AIM OF THE TASK: Look through the entries for the string "sunlit" and copy every line where it shows up.

-- DATA FOR THIS TASK follows --

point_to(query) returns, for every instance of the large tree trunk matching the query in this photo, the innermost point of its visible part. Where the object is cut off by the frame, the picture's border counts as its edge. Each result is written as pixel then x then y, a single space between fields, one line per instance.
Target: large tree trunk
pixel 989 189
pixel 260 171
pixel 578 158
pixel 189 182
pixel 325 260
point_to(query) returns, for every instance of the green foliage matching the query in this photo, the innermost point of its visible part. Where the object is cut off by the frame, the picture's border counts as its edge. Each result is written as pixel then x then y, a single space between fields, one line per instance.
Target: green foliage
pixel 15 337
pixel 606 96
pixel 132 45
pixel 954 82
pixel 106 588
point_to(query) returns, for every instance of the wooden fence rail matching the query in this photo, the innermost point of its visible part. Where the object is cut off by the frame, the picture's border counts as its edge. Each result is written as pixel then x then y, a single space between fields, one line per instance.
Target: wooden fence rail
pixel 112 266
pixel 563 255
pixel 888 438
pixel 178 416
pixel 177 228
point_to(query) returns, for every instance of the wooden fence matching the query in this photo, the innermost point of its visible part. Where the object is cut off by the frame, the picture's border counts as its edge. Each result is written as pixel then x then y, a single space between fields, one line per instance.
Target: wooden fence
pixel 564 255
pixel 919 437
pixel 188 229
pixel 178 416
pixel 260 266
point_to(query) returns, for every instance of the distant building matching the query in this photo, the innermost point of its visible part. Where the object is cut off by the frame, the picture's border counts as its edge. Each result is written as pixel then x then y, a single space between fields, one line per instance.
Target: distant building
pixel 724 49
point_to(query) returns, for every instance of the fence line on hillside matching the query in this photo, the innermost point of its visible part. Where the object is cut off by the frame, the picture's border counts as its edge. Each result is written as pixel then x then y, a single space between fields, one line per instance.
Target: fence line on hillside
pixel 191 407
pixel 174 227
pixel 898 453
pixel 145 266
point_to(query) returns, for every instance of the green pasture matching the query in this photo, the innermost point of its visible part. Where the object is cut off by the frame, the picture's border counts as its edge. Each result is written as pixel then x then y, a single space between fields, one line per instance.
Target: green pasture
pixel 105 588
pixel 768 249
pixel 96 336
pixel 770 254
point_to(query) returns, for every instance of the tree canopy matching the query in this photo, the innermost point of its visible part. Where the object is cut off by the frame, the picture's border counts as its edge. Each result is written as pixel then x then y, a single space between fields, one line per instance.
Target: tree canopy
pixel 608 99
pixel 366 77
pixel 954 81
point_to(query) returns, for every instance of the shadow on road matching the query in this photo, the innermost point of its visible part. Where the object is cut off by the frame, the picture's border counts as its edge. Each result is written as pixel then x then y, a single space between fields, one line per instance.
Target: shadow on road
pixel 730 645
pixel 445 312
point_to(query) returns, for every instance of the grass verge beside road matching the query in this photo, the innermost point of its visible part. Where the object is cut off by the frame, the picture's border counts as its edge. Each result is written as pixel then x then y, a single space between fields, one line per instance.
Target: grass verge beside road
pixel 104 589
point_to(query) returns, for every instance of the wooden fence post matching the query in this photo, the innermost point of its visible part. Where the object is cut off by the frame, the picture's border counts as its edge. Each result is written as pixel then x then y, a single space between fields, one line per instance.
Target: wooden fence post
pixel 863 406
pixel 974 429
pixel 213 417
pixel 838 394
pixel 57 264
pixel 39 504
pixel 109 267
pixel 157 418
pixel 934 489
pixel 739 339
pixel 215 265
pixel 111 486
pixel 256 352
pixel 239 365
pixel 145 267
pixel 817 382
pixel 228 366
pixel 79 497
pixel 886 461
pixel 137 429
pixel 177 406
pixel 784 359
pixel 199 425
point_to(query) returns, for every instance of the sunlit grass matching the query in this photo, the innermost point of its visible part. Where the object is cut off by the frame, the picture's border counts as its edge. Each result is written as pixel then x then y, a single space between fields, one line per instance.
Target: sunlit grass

-- DATA FOR THIS TASK concluded --

ANSWER FOR THIS EXERCISE:
point_to(query) returns, for every instance of the sunlit grass matching the query in this photo, the innermost point of its visible part. Where the object is cut off by the frame, the picture's border counts as its edge. Each result is written as pixel then x then y, a single space between fields, one line per instance.
Target: sunlit grass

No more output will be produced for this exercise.